Records for this task =>
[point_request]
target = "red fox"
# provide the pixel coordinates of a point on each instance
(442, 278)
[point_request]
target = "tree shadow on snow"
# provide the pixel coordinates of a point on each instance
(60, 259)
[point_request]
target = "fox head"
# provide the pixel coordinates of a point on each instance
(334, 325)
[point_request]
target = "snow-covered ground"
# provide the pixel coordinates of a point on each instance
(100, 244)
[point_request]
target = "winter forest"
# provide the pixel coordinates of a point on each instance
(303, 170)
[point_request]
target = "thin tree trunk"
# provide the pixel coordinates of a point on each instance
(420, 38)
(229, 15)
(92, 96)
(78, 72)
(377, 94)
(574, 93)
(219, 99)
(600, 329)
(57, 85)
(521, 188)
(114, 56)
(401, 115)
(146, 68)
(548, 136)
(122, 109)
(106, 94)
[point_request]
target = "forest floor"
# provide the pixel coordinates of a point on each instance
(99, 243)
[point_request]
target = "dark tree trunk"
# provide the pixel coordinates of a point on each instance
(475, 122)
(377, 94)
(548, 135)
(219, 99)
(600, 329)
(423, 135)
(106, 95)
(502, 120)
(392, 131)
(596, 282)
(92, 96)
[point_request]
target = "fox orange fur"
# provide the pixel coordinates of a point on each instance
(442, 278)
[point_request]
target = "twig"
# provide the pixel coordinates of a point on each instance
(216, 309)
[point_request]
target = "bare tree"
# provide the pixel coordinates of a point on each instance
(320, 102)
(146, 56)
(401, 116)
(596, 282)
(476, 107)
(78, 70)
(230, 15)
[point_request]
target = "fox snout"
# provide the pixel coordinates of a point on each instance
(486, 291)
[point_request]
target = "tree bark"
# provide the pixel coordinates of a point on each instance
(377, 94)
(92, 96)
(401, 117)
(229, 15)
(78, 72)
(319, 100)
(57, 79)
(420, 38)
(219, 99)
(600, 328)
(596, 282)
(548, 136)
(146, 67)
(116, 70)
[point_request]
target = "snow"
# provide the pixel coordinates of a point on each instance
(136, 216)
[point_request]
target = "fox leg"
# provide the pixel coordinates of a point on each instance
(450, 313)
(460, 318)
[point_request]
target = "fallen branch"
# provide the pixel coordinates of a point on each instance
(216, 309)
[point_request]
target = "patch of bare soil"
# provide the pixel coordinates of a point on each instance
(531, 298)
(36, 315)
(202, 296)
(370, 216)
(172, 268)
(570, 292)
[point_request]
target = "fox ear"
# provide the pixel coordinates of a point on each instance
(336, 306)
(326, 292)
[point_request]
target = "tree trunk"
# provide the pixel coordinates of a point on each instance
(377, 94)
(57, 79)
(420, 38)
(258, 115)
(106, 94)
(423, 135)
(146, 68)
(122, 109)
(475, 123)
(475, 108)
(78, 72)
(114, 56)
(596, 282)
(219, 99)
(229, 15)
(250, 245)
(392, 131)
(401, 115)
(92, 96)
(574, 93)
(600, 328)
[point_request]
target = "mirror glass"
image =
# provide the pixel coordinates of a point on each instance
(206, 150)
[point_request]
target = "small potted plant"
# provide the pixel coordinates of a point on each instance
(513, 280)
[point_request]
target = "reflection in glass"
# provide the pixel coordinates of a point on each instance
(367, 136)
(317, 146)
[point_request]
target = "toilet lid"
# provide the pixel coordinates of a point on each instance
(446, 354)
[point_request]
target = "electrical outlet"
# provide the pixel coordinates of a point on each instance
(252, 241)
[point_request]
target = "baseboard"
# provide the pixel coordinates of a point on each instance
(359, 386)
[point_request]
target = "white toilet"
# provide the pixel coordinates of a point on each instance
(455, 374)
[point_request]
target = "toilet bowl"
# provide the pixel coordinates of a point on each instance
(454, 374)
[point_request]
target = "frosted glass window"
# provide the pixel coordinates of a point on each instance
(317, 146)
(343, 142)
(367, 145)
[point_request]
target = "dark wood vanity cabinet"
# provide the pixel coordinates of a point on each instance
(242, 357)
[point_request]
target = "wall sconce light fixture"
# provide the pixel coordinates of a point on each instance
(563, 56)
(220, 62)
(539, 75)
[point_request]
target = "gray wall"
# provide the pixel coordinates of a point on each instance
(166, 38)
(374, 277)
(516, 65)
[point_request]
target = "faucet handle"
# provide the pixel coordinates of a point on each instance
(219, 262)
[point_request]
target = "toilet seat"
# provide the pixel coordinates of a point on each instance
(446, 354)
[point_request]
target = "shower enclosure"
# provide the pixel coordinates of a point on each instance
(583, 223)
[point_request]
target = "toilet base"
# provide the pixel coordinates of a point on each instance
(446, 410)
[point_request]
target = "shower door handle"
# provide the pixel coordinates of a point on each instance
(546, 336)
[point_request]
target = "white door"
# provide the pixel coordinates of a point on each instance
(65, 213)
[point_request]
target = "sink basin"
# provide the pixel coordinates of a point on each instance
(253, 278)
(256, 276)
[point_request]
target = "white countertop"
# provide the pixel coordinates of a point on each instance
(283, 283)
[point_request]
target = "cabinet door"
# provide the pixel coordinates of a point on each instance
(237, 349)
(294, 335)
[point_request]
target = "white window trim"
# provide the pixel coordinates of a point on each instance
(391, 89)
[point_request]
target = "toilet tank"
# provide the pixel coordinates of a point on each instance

What you will do => Type out the full listing again, exactly as given.

Solution to this task =>
[point_request]
target = "red fox"
# provide the pixel coordinates of a point on each instance
(442, 278)
[point_request]
target = "tree shadow on snow"
# provide the pixel coordinates of a point on each instance
(60, 259)
[point_request]
target = "fox head"
# provide the pixel coordinates of a point on each instance
(334, 325)
[point_request]
target = "snow-covered ground"
# provide the pixel coordinates of a point on each instance
(100, 244)
[point_request]
target = "winter forest"
# provide the pixel coordinates of a point on each instance
(303, 170)
[point_request]
target = "thin tree trunk"
# provide the pixel coordinates of a point on each instance
(420, 38)
(229, 15)
(92, 96)
(78, 72)
(377, 94)
(574, 93)
(219, 99)
(600, 329)
(57, 85)
(521, 188)
(114, 56)
(401, 115)
(146, 68)
(548, 136)
(122, 109)
(106, 94)
[point_request]
target = "forest floor"
# provide the pixel coordinates of a point on each instance
(99, 243)
[point_request]
target = "dark tree trunk"
# provide the pixel coordinates of a point on each instance
(475, 122)
(377, 94)
(548, 135)
(219, 99)
(600, 329)
(423, 135)
(106, 95)
(502, 120)
(392, 131)
(596, 282)
(92, 96)
[point_request]
target = "fox orange fur"
# provide the pixel coordinates of a point on each instance
(442, 278)
[point_request]
target = "twig"
# provide the pixel coordinates of a point on each instance
(216, 309)
[point_request]
target = "bare tree"
# provide the pixel coordinates of a point on each instance
(320, 102)
(146, 56)
(401, 116)
(596, 282)
(476, 107)
(78, 70)
(230, 15)
[point_request]
target = "fox snout"
# provide the pixel coordinates of a point on each instance
(486, 291)
[point_request]
target = "tree bark"
# provide the pixel coordinates of a point on each instance
(377, 94)
(92, 96)
(401, 117)
(229, 15)
(78, 72)
(319, 100)
(57, 79)
(420, 38)
(219, 99)
(600, 328)
(596, 282)
(548, 136)
(146, 67)
(116, 70)
[point_request]
target = "snow"
# provide the pixel coordinates of a point on each instance
(136, 216)
[point_request]
target = "fox leg"
# provide the pixel coordinates of a point on each instance
(450, 313)
(460, 318)
[point_request]
target = "fallen branch"
# provide the pixel coordinates of a point on each instance
(216, 309)
[point_request]
target = "patch of bare soil"
# provide the pixel coordinates of a point on each instance
(531, 298)
(36, 315)
(202, 296)
(370, 216)
(172, 268)
(570, 292)
[point_request]
target = "fox ear"
# provide the pixel coordinates of a point on each instance
(336, 306)
(326, 292)
[point_request]
target = "tree trunk"
# provide the pixel coordinates of a point on each instance
(377, 94)
(57, 79)
(420, 38)
(258, 115)
(106, 94)
(423, 135)
(146, 68)
(122, 109)
(475, 123)
(475, 108)
(78, 72)
(114, 56)
(596, 282)
(219, 99)
(229, 15)
(250, 245)
(392, 131)
(401, 115)
(92, 96)
(574, 93)
(600, 328)
[point_request]
target = "mirror glass"
image =
# provide the pixel coordinates of a point on each instance
(206, 150)
[point_request]
target = "small potted plant"
# provide the pixel coordinates of a point on each instance
(513, 280)
[point_request]
target = "reflection in glass"
# provide the pixel coordinates of a point on each instance
(367, 136)
(317, 146)
[point_request]
target = "toilet lid"
# provide the pixel coordinates of a point on each instance
(446, 354)
[point_request]
target = "electrical outlet"
# provide the pixel coordinates of a point on each instance
(252, 241)
[point_request]
target = "baseboard"
# provide the pixel coordinates of a point on each instance
(359, 386)
[point_request]
target = "white toilet"
# provide the pixel coordinates of a point on each instance
(455, 374)
[point_request]
target = "toilet bowl"
# provide the pixel coordinates of a point on each instance
(454, 374)
[point_request]
target = "frosted glass window"
# provide the pixel coordinates of a point on each instance
(317, 146)
(343, 142)
(367, 145)
[point_request]
target = "dark wood vanity cabinet"
# provide the pixel coordinates of a point on each instance
(242, 357)
[point_request]
target = "wall sconce light fixture"
# provide the pixel coordinates of a point on each instance
(563, 56)
(220, 62)
(539, 75)
[point_request]
target = "gray wall"
# provide the pixel coordinates of a point on each instance
(166, 38)
(374, 277)
(516, 65)
[point_request]
target = "faucet handle"
# provide the pixel coordinates of a point on each instance
(219, 262)
[point_request]
target = "toilet seat"
# provide the pixel coordinates of a point on each instance
(446, 354)
[point_request]
target = "shower enclosure"
# provide the pixel coordinates of a point on each instance
(583, 223)
[point_request]
target = "toilet base"
# provide the pixel coordinates of a point on each instance
(446, 410)
[point_request]
target = "shower door handle"
# provide the pixel coordinates of a point on each instance
(546, 336)
[point_request]
target = "white door"
# provide the pixel coordinates of a point on each instance
(65, 213)
[point_request]
target = "sink basin"
# provide the pixel coordinates of a point on each instance
(253, 278)
(256, 276)
[point_request]
target = "white countertop"
# provide the pixel coordinates of a point on each instance
(283, 283)
[point_request]
target = "cabinet door"
# provide the pixel coordinates of a point on each instance
(237, 349)
(294, 335)
[point_request]
target = "white window trim"
# provide the pixel coordinates of a point on each instance
(391, 89)
[point_request]
target = "toilet tank"
# provide the pixel coordinates of a point on each instance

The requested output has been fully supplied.